We know the names of so few professional fly tiers in the Victorian era, that when we can match a name to a firm it is a kind of small miracle. I ran across the following obituary entitled "Death of a Fly-Tying Expert" in The New York Times dated 02 June 1887. It details in brief the life of Michael Morrison, who we can now add to the list of expert tiers from the dawn of the professional fly tying era.
Death of a Fly Tying Expert
Michael Morrison, a man known to hundreds of anglers and employed by Abbey & Imbrie, of Vesey-Street, was found dead in bed yesterday morning of heart disease. Mr. Morrison was nearly 70 years old, and for the last 25 years he was engaged in tying salmon flies, his skill in the arty being regarded as greater than that of anybody else in the country. "Mike" Morrison, as everybody called him, knew all about the habits and tastes of a salmon, his knowledge having been gained in Ireland, where he was born, and in Scotland. His flies were so wonderfully attractive to the fish that anglers were always glad to get possession of them, and he had many applications from enthusiastic fishermen who desired to sit at his feet and learn his art. He leaves a widow and family.
Keep in mind he was important enough to warrant a fairly lengthy obituary in The Times. I would love to see some of Morrison's work, as it sounds like it would be spectacular. If you happen across any Abbey & Imbrie salmon flies--or pre-1875 Andrew Clerk & Co. counterparts--you may very well be holding an example from the hands of Mike Morrison.

Excerpted data -
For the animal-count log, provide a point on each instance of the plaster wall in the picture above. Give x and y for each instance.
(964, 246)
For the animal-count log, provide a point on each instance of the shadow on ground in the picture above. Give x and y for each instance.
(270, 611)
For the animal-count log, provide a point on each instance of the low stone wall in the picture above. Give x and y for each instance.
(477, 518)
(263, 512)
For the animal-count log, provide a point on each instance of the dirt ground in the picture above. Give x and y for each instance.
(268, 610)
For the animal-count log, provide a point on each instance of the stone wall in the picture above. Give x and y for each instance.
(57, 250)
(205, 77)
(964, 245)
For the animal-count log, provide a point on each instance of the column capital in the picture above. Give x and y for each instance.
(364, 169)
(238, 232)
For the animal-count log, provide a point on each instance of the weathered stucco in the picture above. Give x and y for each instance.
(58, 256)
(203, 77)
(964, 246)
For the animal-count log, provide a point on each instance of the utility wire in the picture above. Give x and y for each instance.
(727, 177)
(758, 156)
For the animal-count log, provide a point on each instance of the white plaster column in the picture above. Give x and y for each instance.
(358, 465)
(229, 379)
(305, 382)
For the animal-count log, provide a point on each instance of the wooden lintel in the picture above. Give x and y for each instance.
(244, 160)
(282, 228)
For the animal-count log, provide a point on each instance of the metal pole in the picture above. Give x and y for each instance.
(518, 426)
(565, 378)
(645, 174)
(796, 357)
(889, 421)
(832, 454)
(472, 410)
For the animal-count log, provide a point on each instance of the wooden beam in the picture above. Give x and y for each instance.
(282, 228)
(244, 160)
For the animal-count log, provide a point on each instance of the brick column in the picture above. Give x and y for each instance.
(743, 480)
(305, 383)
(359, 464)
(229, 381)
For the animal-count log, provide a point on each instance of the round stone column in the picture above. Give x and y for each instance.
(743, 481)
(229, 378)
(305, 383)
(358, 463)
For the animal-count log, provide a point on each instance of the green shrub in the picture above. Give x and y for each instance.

Instructions for the task -
Swap "Victorian era" for "nineteenth century" and give everything in the passage on Michael Morrison from "We know the" down to "fly tying era.". The records are separate material with no connection to the passage on Michael Morrison.

Result for this exercise -
We know the names of so few professional fly tiers in the nineteenth century, that when we can match a name to a firm it is a kind of small miracle. I ran across the following obituary entitled "Death of a Fly-Tying Expert" in The New York Times dated 02 June 1887. It details in brief the life of Michael Morrison, who we can now add to the list of expert tiers from the dawn of the professional fly tying era.